Given instruction:
Please update everything from the line containing "the grass field" down to the end of the records: write those lines again with "pixel coordinates" changed to "x-y coordinates" and nothing else altered.

-- Start Data in this exercise --

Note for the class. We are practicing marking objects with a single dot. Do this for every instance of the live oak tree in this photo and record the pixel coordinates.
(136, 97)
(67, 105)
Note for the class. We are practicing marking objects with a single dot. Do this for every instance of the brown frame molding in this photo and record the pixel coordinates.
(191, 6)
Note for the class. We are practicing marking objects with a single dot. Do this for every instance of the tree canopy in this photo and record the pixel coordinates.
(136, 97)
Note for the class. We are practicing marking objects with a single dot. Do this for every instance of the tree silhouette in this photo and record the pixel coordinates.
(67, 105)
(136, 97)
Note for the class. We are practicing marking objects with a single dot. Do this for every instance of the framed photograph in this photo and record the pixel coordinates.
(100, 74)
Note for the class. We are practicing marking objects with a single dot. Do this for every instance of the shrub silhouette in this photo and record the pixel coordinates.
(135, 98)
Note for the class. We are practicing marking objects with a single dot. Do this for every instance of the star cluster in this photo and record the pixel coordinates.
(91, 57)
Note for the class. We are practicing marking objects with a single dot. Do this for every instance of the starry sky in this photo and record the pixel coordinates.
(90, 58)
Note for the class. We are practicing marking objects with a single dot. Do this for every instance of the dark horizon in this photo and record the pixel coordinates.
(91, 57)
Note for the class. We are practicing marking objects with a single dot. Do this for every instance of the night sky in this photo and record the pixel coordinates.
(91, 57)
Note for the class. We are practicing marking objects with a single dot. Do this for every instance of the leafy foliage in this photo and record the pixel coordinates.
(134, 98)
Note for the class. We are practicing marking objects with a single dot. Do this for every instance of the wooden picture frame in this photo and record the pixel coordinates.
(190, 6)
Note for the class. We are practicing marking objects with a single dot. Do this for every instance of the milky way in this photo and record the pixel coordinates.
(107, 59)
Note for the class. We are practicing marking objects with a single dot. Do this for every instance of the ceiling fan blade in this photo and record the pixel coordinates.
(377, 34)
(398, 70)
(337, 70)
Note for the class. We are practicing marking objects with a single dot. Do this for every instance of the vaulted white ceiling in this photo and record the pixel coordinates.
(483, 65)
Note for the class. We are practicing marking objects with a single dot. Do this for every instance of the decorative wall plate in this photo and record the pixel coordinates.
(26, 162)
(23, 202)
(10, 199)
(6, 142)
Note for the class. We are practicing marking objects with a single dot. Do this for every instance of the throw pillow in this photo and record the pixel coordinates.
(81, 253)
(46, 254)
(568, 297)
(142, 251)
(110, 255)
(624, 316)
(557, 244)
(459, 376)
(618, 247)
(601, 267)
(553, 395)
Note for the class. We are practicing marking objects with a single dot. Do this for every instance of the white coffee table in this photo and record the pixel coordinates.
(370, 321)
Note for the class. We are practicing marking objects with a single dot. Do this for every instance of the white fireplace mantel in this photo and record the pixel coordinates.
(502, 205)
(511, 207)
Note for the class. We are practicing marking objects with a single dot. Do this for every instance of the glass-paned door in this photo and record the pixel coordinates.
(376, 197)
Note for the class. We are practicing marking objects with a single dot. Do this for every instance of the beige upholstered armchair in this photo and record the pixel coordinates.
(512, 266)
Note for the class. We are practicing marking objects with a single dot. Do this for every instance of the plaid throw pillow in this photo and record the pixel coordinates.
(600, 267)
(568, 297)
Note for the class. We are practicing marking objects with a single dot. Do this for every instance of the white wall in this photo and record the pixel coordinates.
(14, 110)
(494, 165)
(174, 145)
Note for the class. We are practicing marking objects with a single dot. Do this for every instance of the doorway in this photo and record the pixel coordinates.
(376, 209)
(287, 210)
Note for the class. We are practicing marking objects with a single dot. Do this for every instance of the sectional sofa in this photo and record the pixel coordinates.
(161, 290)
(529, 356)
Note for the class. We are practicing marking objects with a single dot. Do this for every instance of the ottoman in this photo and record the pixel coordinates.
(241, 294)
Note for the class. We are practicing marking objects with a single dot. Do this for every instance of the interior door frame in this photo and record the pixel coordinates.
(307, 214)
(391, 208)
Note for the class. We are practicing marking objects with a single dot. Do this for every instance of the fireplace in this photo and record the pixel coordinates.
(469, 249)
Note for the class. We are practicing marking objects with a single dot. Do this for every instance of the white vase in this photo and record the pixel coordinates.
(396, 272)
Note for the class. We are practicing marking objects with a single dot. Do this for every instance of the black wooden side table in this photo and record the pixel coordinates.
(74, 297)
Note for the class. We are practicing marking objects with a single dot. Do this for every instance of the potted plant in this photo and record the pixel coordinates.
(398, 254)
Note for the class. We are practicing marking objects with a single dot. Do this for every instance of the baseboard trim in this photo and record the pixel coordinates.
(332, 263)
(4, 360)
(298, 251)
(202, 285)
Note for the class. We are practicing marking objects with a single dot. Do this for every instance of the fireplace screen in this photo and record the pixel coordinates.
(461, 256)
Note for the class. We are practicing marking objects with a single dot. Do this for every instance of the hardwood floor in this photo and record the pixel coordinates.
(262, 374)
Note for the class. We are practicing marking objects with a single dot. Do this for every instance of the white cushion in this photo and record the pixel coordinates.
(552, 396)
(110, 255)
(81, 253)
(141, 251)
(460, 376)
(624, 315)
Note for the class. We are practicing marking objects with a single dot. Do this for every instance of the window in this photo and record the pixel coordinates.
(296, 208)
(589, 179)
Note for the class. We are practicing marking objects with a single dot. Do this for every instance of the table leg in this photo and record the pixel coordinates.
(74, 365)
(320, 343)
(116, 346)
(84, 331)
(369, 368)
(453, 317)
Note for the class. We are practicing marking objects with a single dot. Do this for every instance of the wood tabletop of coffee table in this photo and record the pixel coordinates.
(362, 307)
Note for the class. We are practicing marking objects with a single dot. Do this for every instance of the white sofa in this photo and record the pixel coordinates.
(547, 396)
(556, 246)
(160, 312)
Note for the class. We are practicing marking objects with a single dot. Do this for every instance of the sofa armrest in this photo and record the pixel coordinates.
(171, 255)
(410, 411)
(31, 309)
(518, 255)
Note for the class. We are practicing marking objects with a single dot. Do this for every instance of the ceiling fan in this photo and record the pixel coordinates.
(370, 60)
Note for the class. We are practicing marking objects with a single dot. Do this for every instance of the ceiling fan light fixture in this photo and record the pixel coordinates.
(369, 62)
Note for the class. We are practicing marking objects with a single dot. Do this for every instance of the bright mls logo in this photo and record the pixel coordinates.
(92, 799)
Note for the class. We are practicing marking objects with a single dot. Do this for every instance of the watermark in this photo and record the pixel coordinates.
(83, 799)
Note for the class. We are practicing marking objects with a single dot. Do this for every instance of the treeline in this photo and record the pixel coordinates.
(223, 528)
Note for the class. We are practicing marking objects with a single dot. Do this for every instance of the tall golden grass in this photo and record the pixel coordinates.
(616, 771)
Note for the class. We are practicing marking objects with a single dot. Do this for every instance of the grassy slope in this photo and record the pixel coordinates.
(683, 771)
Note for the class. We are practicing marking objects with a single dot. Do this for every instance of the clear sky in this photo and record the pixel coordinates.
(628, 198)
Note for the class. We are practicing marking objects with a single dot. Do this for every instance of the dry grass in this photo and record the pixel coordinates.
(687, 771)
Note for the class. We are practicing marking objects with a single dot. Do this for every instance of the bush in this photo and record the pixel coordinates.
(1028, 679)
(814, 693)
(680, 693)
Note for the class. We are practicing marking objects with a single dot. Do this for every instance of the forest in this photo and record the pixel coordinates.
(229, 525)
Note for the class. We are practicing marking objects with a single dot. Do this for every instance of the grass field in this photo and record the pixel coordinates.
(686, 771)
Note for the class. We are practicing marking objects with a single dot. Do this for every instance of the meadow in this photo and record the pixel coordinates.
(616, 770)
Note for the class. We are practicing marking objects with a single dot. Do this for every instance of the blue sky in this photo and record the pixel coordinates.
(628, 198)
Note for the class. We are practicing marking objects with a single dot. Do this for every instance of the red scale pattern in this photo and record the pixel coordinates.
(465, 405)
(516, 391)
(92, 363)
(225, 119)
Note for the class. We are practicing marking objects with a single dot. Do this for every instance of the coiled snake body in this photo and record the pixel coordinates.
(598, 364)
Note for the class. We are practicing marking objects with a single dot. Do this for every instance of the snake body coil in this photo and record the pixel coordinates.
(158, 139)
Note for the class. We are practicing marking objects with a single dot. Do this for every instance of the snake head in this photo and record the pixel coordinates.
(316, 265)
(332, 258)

-- End Data in this exercise --

Answer to this exercise:
Note for the class. We are practicing marking objects with a single dot. Do this for every instance of the grass field in this photo and record the x-y coordinates.
(686, 771)
Note for the class. We are practicing marking objects with a single dot. Do this for every instance of the meadow in this photo and record the x-y coordinates.
(616, 770)
Note for the class. We are practicing marking objects with a single dot. Do this for every instance of the blue sky in this photo and record the x-y coordinates.
(628, 198)
Note for the class. We are practicing marking objects with a single dot. Do this for every instance of the red scale pattern in this photo and record the x-y coordinates.
(465, 405)
(516, 391)
(92, 363)
(225, 119)
Note for the class. We are practicing marking objects with a single dot. Do this for every instance of the coiled snake body in this photo and record the x-y coordinates.
(598, 364)
Note for the class. We are practicing marking objects with a single dot. Do this for every instance of the snake body coil in this photo and record the x-y coordinates.
(158, 139)
Note for the class. We are practicing marking objects with a single dot. Do this for every instance of the snake head in this photo and record the x-y coordinates.
(316, 265)
(332, 258)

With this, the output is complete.